** Opening EXTRACTED MATERIAL block **

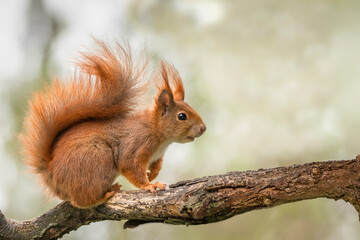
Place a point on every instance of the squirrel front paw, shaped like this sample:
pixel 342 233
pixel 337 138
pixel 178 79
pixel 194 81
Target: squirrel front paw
pixel 153 186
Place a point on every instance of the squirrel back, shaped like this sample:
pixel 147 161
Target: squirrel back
pixel 81 134
pixel 106 86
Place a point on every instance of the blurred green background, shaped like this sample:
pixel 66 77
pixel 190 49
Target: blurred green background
pixel 277 83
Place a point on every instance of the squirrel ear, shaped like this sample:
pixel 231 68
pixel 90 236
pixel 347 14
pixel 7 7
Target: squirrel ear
pixel 164 101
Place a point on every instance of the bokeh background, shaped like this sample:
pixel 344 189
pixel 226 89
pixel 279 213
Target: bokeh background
pixel 276 81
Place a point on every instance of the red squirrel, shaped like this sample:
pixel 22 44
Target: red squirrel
pixel 81 134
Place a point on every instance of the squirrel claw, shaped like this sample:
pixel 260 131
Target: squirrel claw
pixel 116 187
pixel 159 185
pixel 153 186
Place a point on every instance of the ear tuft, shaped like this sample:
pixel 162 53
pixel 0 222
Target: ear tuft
pixel 164 101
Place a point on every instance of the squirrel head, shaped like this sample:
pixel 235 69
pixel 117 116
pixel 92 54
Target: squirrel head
pixel 180 122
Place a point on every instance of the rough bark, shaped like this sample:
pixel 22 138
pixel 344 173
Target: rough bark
pixel 202 200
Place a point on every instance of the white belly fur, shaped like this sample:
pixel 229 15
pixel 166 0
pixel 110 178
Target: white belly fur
pixel 159 152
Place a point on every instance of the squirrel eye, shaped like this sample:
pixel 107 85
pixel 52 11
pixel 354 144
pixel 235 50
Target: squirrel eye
pixel 182 116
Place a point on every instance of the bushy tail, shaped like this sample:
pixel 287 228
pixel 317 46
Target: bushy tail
pixel 107 84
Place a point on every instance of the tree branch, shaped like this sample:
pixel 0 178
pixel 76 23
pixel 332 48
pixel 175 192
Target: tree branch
pixel 202 200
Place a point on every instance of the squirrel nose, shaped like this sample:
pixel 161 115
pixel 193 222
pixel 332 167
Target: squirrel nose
pixel 202 128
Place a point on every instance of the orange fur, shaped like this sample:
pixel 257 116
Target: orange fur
pixel 79 135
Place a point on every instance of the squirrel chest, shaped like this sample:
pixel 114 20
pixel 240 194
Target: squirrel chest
pixel 159 152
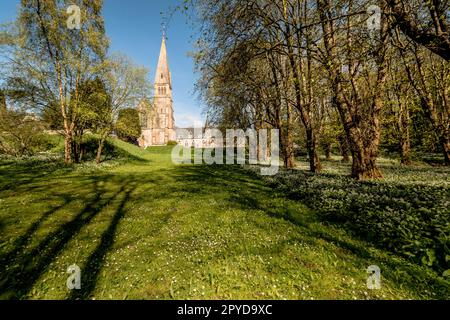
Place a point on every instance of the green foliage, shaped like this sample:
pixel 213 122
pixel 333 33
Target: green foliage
pixel 149 229
pixel 21 134
pixel 95 107
pixel 128 126
pixel 408 218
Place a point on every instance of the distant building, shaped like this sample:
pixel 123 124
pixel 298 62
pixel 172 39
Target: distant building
pixel 197 138
pixel 156 117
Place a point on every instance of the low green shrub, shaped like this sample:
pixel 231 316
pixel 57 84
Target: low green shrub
pixel 412 220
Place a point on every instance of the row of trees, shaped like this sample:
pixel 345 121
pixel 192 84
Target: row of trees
pixel 66 75
pixel 318 72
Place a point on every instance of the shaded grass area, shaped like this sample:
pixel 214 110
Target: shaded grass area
pixel 147 229
pixel 406 212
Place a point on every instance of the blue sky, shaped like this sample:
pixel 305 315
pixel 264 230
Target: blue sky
pixel 134 28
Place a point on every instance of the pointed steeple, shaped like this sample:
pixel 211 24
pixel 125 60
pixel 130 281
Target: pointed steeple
pixel 162 71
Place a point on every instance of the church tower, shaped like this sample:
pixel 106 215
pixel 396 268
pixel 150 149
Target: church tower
pixel 157 120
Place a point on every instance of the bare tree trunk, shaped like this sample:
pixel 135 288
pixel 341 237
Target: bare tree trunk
pixel 445 144
pixel 343 146
pixel 327 149
pixel 101 144
pixel 311 144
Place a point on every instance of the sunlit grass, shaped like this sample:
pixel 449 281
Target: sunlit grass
pixel 148 229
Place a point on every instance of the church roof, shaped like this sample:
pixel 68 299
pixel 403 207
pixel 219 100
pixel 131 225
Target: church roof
pixel 162 71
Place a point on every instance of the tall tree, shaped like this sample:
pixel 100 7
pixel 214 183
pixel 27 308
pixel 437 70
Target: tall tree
pixel 51 61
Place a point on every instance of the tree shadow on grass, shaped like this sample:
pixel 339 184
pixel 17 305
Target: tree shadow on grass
pixel 245 192
pixel 22 273
pixel 93 265
pixel 21 242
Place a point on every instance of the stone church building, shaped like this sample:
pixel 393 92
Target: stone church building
pixel 157 119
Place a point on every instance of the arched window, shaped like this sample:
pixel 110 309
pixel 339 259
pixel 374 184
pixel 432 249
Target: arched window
pixel 143 119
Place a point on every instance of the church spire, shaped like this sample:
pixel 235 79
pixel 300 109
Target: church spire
pixel 162 71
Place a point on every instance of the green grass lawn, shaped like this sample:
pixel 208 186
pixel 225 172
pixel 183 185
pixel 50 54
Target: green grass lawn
pixel 148 229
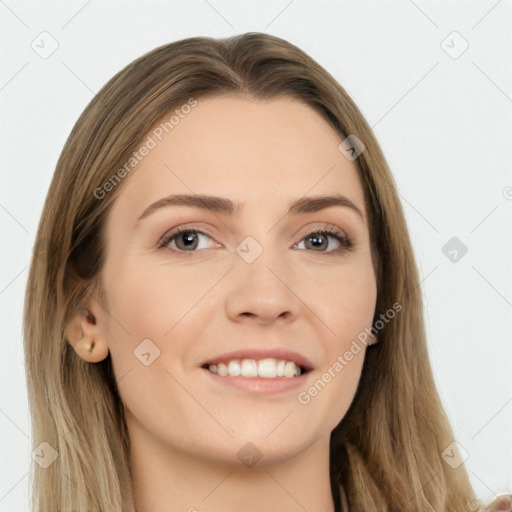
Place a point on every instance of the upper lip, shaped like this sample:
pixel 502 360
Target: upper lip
pixel 260 353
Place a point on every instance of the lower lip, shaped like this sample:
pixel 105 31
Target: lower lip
pixel 260 384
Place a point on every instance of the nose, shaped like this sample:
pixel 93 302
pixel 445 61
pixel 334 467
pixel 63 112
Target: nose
pixel 262 292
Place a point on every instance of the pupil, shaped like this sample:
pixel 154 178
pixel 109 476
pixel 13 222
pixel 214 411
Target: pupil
pixel 188 239
pixel 317 240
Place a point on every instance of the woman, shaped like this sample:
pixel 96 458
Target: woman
pixel 253 372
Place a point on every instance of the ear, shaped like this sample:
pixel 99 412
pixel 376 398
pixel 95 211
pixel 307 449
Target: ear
pixel 86 336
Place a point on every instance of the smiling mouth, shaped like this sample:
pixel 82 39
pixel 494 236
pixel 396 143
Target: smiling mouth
pixel 268 368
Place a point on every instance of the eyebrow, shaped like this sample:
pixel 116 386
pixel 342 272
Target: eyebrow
pixel 223 205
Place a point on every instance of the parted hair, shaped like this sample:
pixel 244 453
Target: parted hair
pixel 386 452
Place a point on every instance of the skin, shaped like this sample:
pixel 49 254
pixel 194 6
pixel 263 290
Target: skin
pixel 186 429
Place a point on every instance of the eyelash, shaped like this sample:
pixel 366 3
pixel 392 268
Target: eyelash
pixel 345 242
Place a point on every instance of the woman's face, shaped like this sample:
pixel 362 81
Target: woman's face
pixel 257 280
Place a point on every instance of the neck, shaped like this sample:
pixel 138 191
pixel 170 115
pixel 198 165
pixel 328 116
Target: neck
pixel 166 479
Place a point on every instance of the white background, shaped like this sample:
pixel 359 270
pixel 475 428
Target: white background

** Closing EXTRACTED MATERIAL block **

### PROBLEM REQUIREMENTS:
Your task is a word-for-word transcription of the entries, leaving out all pictures.

### ANSWER:
Place a point on every instance of the squirrel front paw, shaped like this sample:
pixel 342 233
pixel 337 138
pixel 178 79
pixel 194 81
Target: squirrel front paw
pixel 153 186
Place a point on every instance of the squirrel back, shaped like this sample:
pixel 147 161
Target: squirrel back
pixel 81 134
pixel 106 86
Place a point on every instance of the blurred green background, shaped like this sample:
pixel 66 77
pixel 190 49
Target: blurred green background
pixel 277 83
Place a point on every instance of the squirrel ear, shaped like this sample:
pixel 231 68
pixel 90 236
pixel 347 14
pixel 7 7
Target: squirrel ear
pixel 164 101
Place a point on every instance of the bokeh background, shaped like this sample:
pixel 344 189
pixel 226 89
pixel 279 213
Target: bokeh background
pixel 276 81
Place a point on every instance of the red squirrel, shaped like this sample:
pixel 22 44
Target: red squirrel
pixel 81 134
Place a point on every instance of the squirrel claw, shaped like this sample:
pixel 260 131
Target: squirrel claw
pixel 116 187
pixel 159 185
pixel 153 186
Place a point on every instance of the ear tuft, shaped like this sample:
pixel 162 53
pixel 0 222
Target: ear tuft
pixel 164 101
Place a point on every instance of the squirrel head, shaped like this sample:
pixel 235 69
pixel 117 116
pixel 92 54
Target: squirrel head
pixel 180 122
Place a point on every instance of the rough bark, shaped like this sample:
pixel 22 138
pixel 344 173
Target: rough bark
pixel 202 200
Place a point on every instance of the white belly fur, shaped like this sample:
pixel 229 15
pixel 166 0
pixel 110 178
Target: white belly fur
pixel 159 152
Place a point on every instance of the squirrel eye, shaped like this sample:
pixel 107 85
pixel 52 11
pixel 354 144
pixel 235 50
Target: squirrel eye
pixel 182 116
Place a point on every instance of the bushy tail, shaped like this sample:
pixel 287 228
pixel 317 46
Target: bushy tail
pixel 107 84
Place a point on every instance of the tree branch, shaped like this sample:
pixel 0 178
pixel 76 23
pixel 332 48
pixel 175 192
Target: tree branch
pixel 202 200
Place a point on every instance of the squirrel nose, shaped like this sample:
pixel 161 115
pixel 193 222
pixel 332 167
Target: squirrel nose
pixel 202 128
Place a point on every instance of the orange fur, shaped like this sample:
pixel 257 116
Target: orange fur
pixel 79 135
Place a point on every instance of the squirrel chest, shaped like this sample:
pixel 114 20
pixel 240 194
Target: squirrel chest
pixel 159 152
Place a point on every instance of the green foliage, shaped like this sample:
pixel 213 122
pixel 333 33
Target: green foliage
pixel 149 229
pixel 21 134
pixel 95 107
pixel 128 126
pixel 408 218
Place a point on every instance of the distant building, shaped like this sample:
pixel 123 124
pixel 298 62
pixel 172 39
Target: distant building
pixel 197 138
pixel 156 117
Place a point on every instance of the low green shrub, shaped like this sample:
pixel 231 316
pixel 57 84
Target: low green shrub
pixel 412 220
Place a point on every instance of the row of trees, shaped like this sample:
pixel 345 121
pixel 192 84
Target: row of trees
pixel 66 75
pixel 318 72
Place a point on every instance of the shaded grass area, shaped like this sample:
pixel 214 110
Target: shaded grass area
pixel 147 229
pixel 406 212
Place a point on every instance of the blue sky, shaped like this sample:
pixel 305 315
pixel 264 230
Target: blue sky
pixel 134 28
Place a point on every instance of the pointed steeple, shaped like this sample:
pixel 211 24
pixel 125 60
pixel 130 281
Target: pointed steeple
pixel 162 71
Place a point on every instance of the church tower, shaped like this sample:
pixel 106 215
pixel 396 268
pixel 150 149
Target: church tower
pixel 157 120
Place a point on every instance of the bare tree trunk, shaped like this sample:
pixel 135 288
pixel 341 237
Target: bare tree trunk
pixel 445 144
pixel 343 146
pixel 327 149
pixel 101 144
pixel 311 144
Place a point on every instance of the sunlit grass, shaped like this sample:
pixel 449 281
Target: sunlit grass
pixel 148 229
Place a point on every instance of the church roof, shaped like this sample:
pixel 68 299
pixel 403 207
pixel 219 100
pixel 131 225
Target: church roof
pixel 162 71
Place a point on every instance of the tall tree, shaped like this sample:
pixel 100 7
pixel 214 183
pixel 27 308
pixel 437 70
Target: tall tree
pixel 51 61
Place a point on every instance of the tree shadow on grass, shaped like this sample:
pixel 339 184
pixel 17 305
Target: tree shadow on grass
pixel 245 192
pixel 22 273
pixel 93 265
pixel 21 242
Place a point on every instance of the stone church building, shaped like this sample:
pixel 393 92
Target: stone church building
pixel 157 119
Place a point on every instance of the arched window, shaped like this sample:
pixel 110 309
pixel 339 259
pixel 374 184
pixel 432 249
Target: arched window
pixel 143 119
Place a point on every instance of the church spire, shaped like this sample:
pixel 235 79
pixel 300 109
Target: church spire
pixel 162 71
Place a point on every instance of the green grass lawn, shaped like this sample:
pixel 208 186
pixel 225 172
pixel 183 185
pixel 50 54
Target: green grass lawn
pixel 148 229
Place a point on every instance of the upper lip, shaped like this sample:
pixel 502 360
Target: upper lip
pixel 260 353
Place a point on every instance of the lower lip, shaped like this sample:
pixel 105 31
Target: lower lip
pixel 260 384
Place a point on every instance of the nose, shaped like this sample:
pixel 93 302
pixel 445 61
pixel 334 467
pixel 63 112
Target: nose
pixel 262 292
Place a point on every instance of the pupil, shaped like this sample:
pixel 154 178
pixel 109 476
pixel 13 222
pixel 214 411
Target: pupil
pixel 188 239
pixel 317 240
Place a point on every instance of the woman, shaped like this sample:
pixel 96 458
Target: woman
pixel 253 372
Place a point on every instance of the ear, shaped like this sample:
pixel 99 412
pixel 376 398
pixel 95 211
pixel 307 449
Target: ear
pixel 86 336
Place a point on every instance of the smiling mouth, shaped like this sample:
pixel 82 39
pixel 494 236
pixel 396 143
Target: smiling mouth
pixel 268 368
Place a point on every instance of the eyebrow, shaped like this sample:
pixel 116 386
pixel 342 272
Target: eyebrow
pixel 223 205
Place a point on every instance of the parted hair, shaped like this sample:
pixel 244 453
Target: parted hair
pixel 386 452
Place a point on every instance of the skin, shaped like this sample:
pixel 49 254
pixel 194 6
pixel 263 290
Target: skin
pixel 186 429
Place a point on every instance of the eyelash, shaped like this sample:
pixel 366 3
pixel 392 268
Target: eyelash
pixel 345 242
Place a point on every instance of the woman's face, shaped like this sample:
pixel 362 81
Target: woman's face
pixel 257 280
Place a point on every instance of the neck, shaped like this sample:
pixel 138 191
pixel 170 115
pixel 198 165
pixel 328 116
Target: neck
pixel 166 479
Place a point on every instance of the white background, shaped like this sample:
pixel 359 270
pixel 475 428
Target: white background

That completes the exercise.